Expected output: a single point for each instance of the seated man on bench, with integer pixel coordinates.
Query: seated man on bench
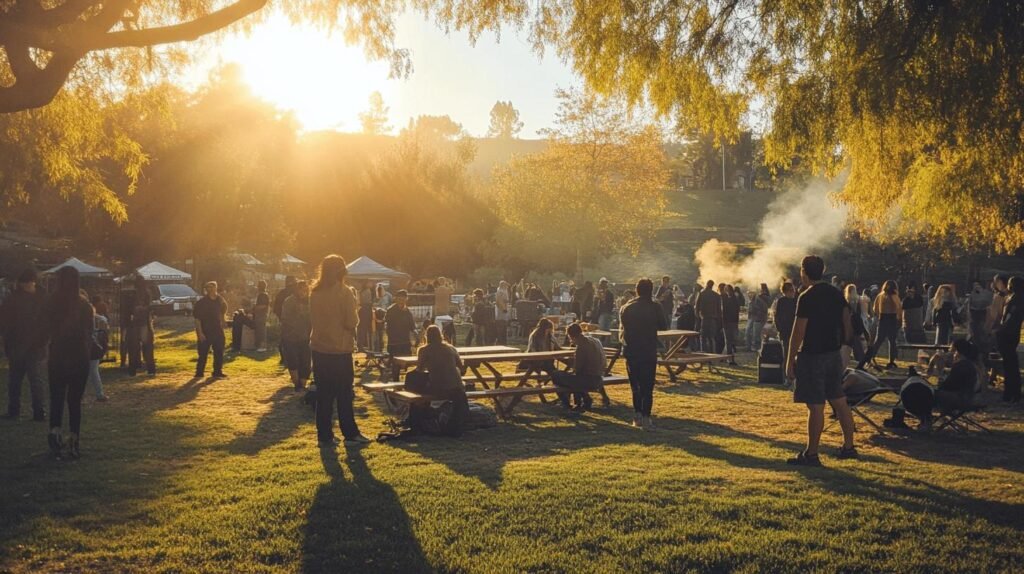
(588, 369)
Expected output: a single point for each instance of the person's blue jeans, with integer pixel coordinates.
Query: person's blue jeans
(94, 380)
(641, 372)
(35, 370)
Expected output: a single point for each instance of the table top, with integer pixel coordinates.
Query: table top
(497, 357)
(669, 333)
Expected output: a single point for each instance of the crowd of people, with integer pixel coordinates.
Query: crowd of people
(56, 340)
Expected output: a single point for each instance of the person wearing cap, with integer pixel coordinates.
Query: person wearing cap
(25, 345)
(209, 313)
(399, 325)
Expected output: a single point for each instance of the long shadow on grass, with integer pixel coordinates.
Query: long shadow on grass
(483, 454)
(357, 524)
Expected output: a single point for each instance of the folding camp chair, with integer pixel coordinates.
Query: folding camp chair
(960, 420)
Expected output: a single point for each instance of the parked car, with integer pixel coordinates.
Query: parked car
(174, 299)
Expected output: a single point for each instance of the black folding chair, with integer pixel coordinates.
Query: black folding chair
(961, 421)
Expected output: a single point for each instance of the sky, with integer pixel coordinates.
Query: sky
(285, 62)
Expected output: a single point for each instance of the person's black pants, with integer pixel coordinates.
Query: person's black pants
(1011, 371)
(888, 329)
(334, 376)
(68, 380)
(217, 344)
(641, 373)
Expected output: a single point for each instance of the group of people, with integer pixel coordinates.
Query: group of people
(55, 341)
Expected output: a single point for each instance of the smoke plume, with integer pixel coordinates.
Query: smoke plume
(799, 222)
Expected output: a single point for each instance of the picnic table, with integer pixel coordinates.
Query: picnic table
(674, 357)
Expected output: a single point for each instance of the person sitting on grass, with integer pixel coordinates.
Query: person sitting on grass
(588, 370)
(400, 325)
(443, 366)
(821, 326)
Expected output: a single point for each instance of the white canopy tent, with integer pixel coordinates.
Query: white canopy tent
(157, 271)
(366, 269)
(83, 268)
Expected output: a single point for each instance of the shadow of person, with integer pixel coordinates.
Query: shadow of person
(357, 524)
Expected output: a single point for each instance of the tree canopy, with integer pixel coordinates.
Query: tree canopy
(505, 122)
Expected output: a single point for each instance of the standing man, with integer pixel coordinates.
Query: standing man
(709, 307)
(260, 312)
(22, 325)
(640, 320)
(209, 313)
(666, 298)
(503, 312)
(822, 324)
(784, 314)
(442, 298)
(604, 305)
(399, 325)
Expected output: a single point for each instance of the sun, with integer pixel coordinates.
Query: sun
(307, 71)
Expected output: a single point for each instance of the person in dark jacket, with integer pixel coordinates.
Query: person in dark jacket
(25, 344)
(1008, 337)
(784, 314)
(709, 306)
(69, 328)
(295, 327)
(400, 326)
(641, 318)
(730, 319)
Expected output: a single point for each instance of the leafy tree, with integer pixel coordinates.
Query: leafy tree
(505, 122)
(374, 120)
(599, 185)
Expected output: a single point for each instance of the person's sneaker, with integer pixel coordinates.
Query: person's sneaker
(805, 459)
(847, 452)
(55, 442)
(73, 446)
(329, 443)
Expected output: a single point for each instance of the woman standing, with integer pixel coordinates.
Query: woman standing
(888, 308)
(944, 305)
(260, 312)
(295, 327)
(332, 340)
(69, 325)
(1008, 337)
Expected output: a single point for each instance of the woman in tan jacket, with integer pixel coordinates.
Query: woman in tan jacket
(333, 312)
(888, 308)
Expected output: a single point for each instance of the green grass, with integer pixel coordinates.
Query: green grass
(225, 476)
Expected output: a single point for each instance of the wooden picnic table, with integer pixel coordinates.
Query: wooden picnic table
(486, 360)
(680, 339)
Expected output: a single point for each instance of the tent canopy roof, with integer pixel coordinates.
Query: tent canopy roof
(157, 271)
(84, 269)
(367, 269)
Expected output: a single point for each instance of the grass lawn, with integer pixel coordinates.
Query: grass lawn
(225, 476)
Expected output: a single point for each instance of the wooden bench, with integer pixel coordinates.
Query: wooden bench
(514, 394)
(678, 363)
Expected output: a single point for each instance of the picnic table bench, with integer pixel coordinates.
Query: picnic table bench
(511, 395)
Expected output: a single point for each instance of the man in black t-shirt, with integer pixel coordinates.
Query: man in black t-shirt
(209, 313)
(821, 326)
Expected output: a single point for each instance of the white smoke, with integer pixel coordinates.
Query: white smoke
(799, 222)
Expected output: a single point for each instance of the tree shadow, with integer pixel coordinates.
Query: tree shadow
(274, 426)
(357, 524)
(483, 455)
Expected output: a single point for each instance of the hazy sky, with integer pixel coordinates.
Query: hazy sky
(286, 64)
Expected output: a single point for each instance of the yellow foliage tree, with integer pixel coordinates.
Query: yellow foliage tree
(598, 186)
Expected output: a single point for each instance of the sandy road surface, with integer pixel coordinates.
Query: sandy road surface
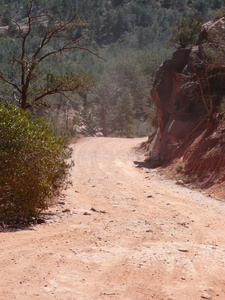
(145, 237)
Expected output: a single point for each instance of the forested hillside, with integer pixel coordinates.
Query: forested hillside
(130, 38)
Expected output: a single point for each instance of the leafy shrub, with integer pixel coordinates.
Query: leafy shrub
(32, 165)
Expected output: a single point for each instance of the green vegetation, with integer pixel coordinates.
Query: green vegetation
(133, 34)
(85, 66)
(32, 166)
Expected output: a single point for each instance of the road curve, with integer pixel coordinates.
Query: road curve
(125, 233)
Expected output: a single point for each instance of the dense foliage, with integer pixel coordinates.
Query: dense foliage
(131, 35)
(32, 165)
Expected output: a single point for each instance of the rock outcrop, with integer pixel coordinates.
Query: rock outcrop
(189, 92)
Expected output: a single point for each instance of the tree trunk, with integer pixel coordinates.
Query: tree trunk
(103, 117)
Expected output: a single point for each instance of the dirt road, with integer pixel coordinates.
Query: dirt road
(125, 233)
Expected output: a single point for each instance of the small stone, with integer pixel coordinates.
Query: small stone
(206, 296)
(183, 250)
(40, 221)
(66, 210)
(61, 203)
(93, 209)
(87, 213)
(180, 182)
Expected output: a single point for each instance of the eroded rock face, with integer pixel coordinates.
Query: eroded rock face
(183, 89)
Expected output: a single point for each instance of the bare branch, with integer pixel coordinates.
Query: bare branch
(9, 82)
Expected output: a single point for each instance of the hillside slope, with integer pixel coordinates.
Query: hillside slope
(189, 94)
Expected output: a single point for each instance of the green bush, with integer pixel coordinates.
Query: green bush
(32, 165)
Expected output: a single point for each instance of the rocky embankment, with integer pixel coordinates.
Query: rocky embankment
(189, 94)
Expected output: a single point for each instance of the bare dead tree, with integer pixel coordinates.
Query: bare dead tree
(30, 63)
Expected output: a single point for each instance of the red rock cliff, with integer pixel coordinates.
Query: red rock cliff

* **WORK INSTRUCTIONS**
Set down the records in full and exactly. Do not carry over any image.

* **ANSWER TO THE TASK**
Expected output: a single point for each instance of the seated man on bench, with integer pixel coordinates.
Query: seated man on bench
(588, 369)
Expected output: a single point for each instance of the person's blue jeans, with integer pixel coordinates.
Query: person's blue jeans
(94, 380)
(641, 372)
(35, 370)
Expected output: a single point for each instance of the table top, with integer pixel coordinates.
Query: table top
(497, 357)
(669, 333)
Expected output: a single point for each instance of the crowd of people, with integer pixel coordinates.
Query: crowd of people
(56, 340)
Expected output: a single point for each instance of the person wearing cap, with integer pixel coordinates.
Query: person wearing cap
(25, 345)
(209, 313)
(399, 325)
Expected output: a single point for each instance of the long shadow on grass, with integer pixel coordinates.
Query: long shadow on grass
(483, 454)
(357, 524)
Expected output: a single point for each instance of the folding camp chair, with integer pixel coordinates.
Query: folding camp chair
(960, 420)
Expected output: a single point for each instance of the parked car, with integer pixel coordinates.
Query: parked car
(174, 299)
Expected output: a single point for each instance of the black folding chair, with integer pixel coordinates.
Query: black folding chair
(961, 421)
Expected output: a single point for each instance of the sky, with integer pixel coordinates.
Query: sky
(285, 62)
Expected output: a single point for each instance of the person's black pants, with integer pixel coordinates.
Query: person's black pants
(1011, 371)
(888, 329)
(334, 376)
(68, 380)
(217, 344)
(641, 373)
Expected output: a single point for each instance of the group of people, with integer pixel coordinates.
Query: group of people
(55, 341)
Expected output: a single point for each instance of the smoke plume, with integer pixel coordinates.
Query: smoke plume
(799, 222)
Expected output: a single point for each instance of the picnic table, with integer pixel coordinates.
Query: picnic table
(674, 357)
Expected output: a single point for each instance of the person sitting on grass, with integer pixel coordinates.
Query: person sitting on grass
(588, 370)
(400, 325)
(443, 366)
(821, 326)
Expected output: a single point for each instance of the white canopy tent, with integer pixel coordinates.
Query: white canopy tent
(157, 271)
(366, 269)
(83, 268)
Expected output: a single point for each instance of the shadow of person, with integer pixel coordinates.
Query: shadow of person
(357, 524)
Expected output: a single point for each instance of the tree canopy, with integer pixel coordinates.
Query: tree canopy
(505, 122)
Expected output: a single point for each instance of the standing man, with integer pixel coordinates.
Query: standing man
(709, 307)
(260, 312)
(22, 325)
(640, 320)
(209, 313)
(666, 298)
(503, 312)
(822, 324)
(784, 314)
(442, 298)
(604, 305)
(399, 325)
Expected output: a single point for each instance of the sun, with integer pixel coordinates.
Query: sun
(307, 71)
Expected output: a single point for each instance of the person in dark jacket, with integer pixel coordinates.
Query: person in dark jacket
(25, 344)
(1008, 337)
(784, 314)
(709, 306)
(69, 328)
(295, 327)
(400, 326)
(641, 318)
(730, 319)
Expected output: a single point for each instance of the leafy tree, with integer pixel coordinates.
Query: leafy tree
(505, 122)
(374, 120)
(599, 185)
Expected output: a single point for each instance of the person's sneaker, with integer pixel coordinates.
Query: person's sneaker
(805, 459)
(847, 452)
(55, 442)
(73, 446)
(329, 443)
Expected output: a single point for each instance of the woman standing, with integer pixel coordinates.
Query: woman standing
(888, 308)
(944, 305)
(260, 312)
(295, 327)
(332, 340)
(69, 325)
(1008, 337)
Expected output: a single point for each instance of the woman in tan jacket, with integer pixel coordinates.
Query: woman in tan jacket
(333, 312)
(888, 308)
Expected output: a single point for each instance of the green grass, with integer pixel coordinates.
Query: green grass
(225, 476)
Expected output: a single point for each instance of the wooden picnic table, with integer pixel coordinates.
Query: wooden picnic table
(486, 360)
(680, 339)
Expected output: a single point for each instance of the tent canopy roof, with integer pixel coordinates.
Query: tent canopy roof
(157, 271)
(84, 269)
(367, 269)
Expected output: a single point for each instance of the grass lawn, with integer pixel coordinates.
Query: grass lawn
(225, 476)
Expected output: a single point for each instance of the wooden bench, with integer pixel coordinates.
Query: wooden bench
(514, 394)
(678, 363)
Expected output: a single point for each instance of the picnic table bench, with integer pixel coordinates.
Query: picnic table bench
(511, 395)
Expected output: a single point for each instance of the man in black t-shirt, with integer pixel coordinates.
Query: man in black t-shirt
(209, 313)
(821, 326)
Expected output: a single point for each instance of the white smoke, with integer pixel coordinates.
Query: white smoke
(799, 222)
Expected output: a single point for each instance of the tree shadow, with integer pixel coordinates.
Query: tree shadow
(274, 426)
(357, 524)
(483, 455)
Expected output: a single point for each instance of the hazy sky, with integer pixel coordinates.
Query: hazy sky
(286, 64)
Expected output: a single point for each instance of the yellow foliage tree, with integer pixel coordinates.
Query: yellow foliage tree
(598, 186)
Expected output: a single point for each instance of the sandy road surface, with integer pixel coordinates.
Query: sandy road surface
(145, 237)
Expected output: a single point for each instance of the forested hillside, with integer pixel coordinates.
Query: forested hillside
(130, 38)
Expected output: a single point for each instance of the leafy shrub, with integer pixel coordinates.
Query: leafy shrub
(32, 165)
Expected output: a single point for each instance of the green vegetation, with integer pixel coordinates.
Query: green vegetation
(133, 34)
(85, 66)
(32, 166)
Expected output: a single point for each instance of the road curve, with integer pixel coordinates.
Query: road curve
(125, 233)
Expected output: a single point for each instance of the dense foliage, with integer pixel coordinates.
Query: dense foliage
(131, 35)
(32, 165)
Expected output: a single point for each instance of the rock outcrop, with integer pixel coordinates.
Query: rock outcrop
(189, 92)
Expected output: a single point for each instance of the tree trunk, with integer pixel coordinates.
Query: tree trunk
(103, 117)
Expected output: a single point for each instance of the dirt road, with integer pixel coordinates.
Query: dirt road
(125, 233)
Expected output: a single point for each instance of the small stone, with integer pixel coordinates.
Query: small stone
(206, 296)
(183, 250)
(40, 221)
(66, 210)
(61, 203)
(93, 209)
(87, 213)
(180, 182)
Expected output: a single point for each instance of the eroded rock face, with integer pixel coordinates.
Query: eroded rock face
(183, 89)
Expected output: a single point for each instance of the bare branch, with integer pixel coordinates.
Query: bare branch
(9, 82)
Expected output: a single point for each instance of the hillside slope, with integer pixel coordinates.
Query: hillside slope
(189, 94)
Expected output: a single point for each instance of the green bush, with integer pixel coordinates.
Query: green bush
(32, 165)
Expected output: a single point for each instance of the rocky embankment, with integer pixel coordinates.
Query: rocky embankment
(189, 94)
Expected output: a single point for each instance of the bare dead tree, with integer pixel coordinates.
Query: bare dead tree
(30, 63)
Expected output: a single point for each instance of the red rock cliff, with integer pixel coordinates.
Query: red rock cliff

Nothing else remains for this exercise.